== GIVEN PASSAGE ==

# Not looking forward to class



## Greg King (Jul 30, 2006)

Its supposed to be 99 degrees on monday in Chi-Town,no air in the Dojang ,gonna be a sweaty one ............Don't sweat the petty things and don't pet the sweaty things.


----------



## bluemtn (Jul 30, 2006)

It's been really hot and humid here on the east coast, too.  It's reached almost 100 a couple of times, and we don't have much of an air conditioning system either.  I'm with you there, Greg.  Makes sparring REAL fun then, doesn't it?


----------



## terryl965 (Jul 30, 2006)

Greeg working uoa good sweat is probaly what the doctor order, remember to drink plenty of water.
terry


----------



## Kacey (Jul 30, 2006)

I agree with Terry - drink lots of water.  Just be careful that you don't drink so much that you end up with hyperhydration - it takes a lot for adults, but you can drink so much water that you change the electrolyte balance in your system to the point it makes you sick.  Make sure you eat or drink something with some sodium if you drink more than a couple of quarts of water in a few hours.


----------



## shesulsa (Jul 30, 2006)

Good advice, Kacey.  

I've been coached that the best way to avoid dehydration is to pre-hydrate and maintain hydration throughout class if you can.  If your instructor is traditional and won't let you take sips during class, it becomes more important to prehydrate the 24 hours prior to a hot, demanding class.

== AIM OF THE TASK ==
Carry on the forum thread about training in a hot, un-air-conditioned dojang from where it stops. The records come from a different source than the thread.

Entries from a pointing dataset:
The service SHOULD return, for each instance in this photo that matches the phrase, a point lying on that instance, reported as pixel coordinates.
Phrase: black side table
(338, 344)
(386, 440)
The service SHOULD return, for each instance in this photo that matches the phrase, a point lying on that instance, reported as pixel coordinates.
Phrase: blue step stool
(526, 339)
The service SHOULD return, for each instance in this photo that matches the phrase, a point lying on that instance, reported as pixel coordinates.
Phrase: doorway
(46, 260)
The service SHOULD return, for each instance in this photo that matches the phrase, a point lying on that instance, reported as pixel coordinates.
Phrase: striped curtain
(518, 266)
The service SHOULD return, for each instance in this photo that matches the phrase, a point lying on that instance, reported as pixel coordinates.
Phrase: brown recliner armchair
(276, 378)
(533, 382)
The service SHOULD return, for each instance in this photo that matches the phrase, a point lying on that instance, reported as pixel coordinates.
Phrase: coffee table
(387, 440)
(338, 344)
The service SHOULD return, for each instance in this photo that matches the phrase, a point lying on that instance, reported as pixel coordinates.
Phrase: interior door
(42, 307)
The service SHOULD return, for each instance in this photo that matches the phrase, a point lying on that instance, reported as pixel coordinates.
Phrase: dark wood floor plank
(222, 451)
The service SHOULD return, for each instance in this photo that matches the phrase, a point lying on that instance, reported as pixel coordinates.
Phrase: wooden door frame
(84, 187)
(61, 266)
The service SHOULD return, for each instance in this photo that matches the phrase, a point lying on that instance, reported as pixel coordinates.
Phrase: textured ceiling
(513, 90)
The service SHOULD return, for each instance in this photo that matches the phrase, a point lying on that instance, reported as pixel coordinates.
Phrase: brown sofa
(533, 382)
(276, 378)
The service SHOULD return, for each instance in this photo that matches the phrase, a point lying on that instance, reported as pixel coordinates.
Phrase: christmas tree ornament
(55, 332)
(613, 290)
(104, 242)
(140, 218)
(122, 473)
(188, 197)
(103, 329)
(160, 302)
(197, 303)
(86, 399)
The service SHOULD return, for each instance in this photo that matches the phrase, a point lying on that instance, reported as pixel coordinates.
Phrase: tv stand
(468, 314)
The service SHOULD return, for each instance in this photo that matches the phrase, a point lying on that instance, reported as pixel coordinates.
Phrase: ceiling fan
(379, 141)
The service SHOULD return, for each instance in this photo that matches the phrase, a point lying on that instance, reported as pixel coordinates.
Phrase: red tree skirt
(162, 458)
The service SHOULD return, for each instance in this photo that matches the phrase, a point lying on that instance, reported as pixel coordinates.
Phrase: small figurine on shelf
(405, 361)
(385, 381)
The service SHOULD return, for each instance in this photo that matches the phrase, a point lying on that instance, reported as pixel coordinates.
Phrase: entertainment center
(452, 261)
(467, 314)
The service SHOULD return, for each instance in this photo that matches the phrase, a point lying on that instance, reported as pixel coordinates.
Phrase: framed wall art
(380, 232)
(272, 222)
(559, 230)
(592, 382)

== WRITTEN REPLY ==
----------



## matt.m (Jul 30, 2006)

St. Louie has been crazy hot to for a while now.  In my car this afternoon the temperature said 104.  Humid man, humid.  Drink just enough where you constantly sweat when standing outside man.

Old Marine Corps that has been to Haiti during the summer months kind of trick bud.


----------



## Grenadier (Jul 31, 2006)

Lots of water, but also bring some fruit with you, even if it's just a couple of bananas.  

I realize you're training in KMA, but there are uniforms that are very well-suited (no pun intended) for keeping someone cool.  Something like the Tokon / Kamikaze Sovereign uniform is fast becoming a very popular choice amongst Karate-ka who want maximum cooling.  

Ask your sabumnim if they have something similar available.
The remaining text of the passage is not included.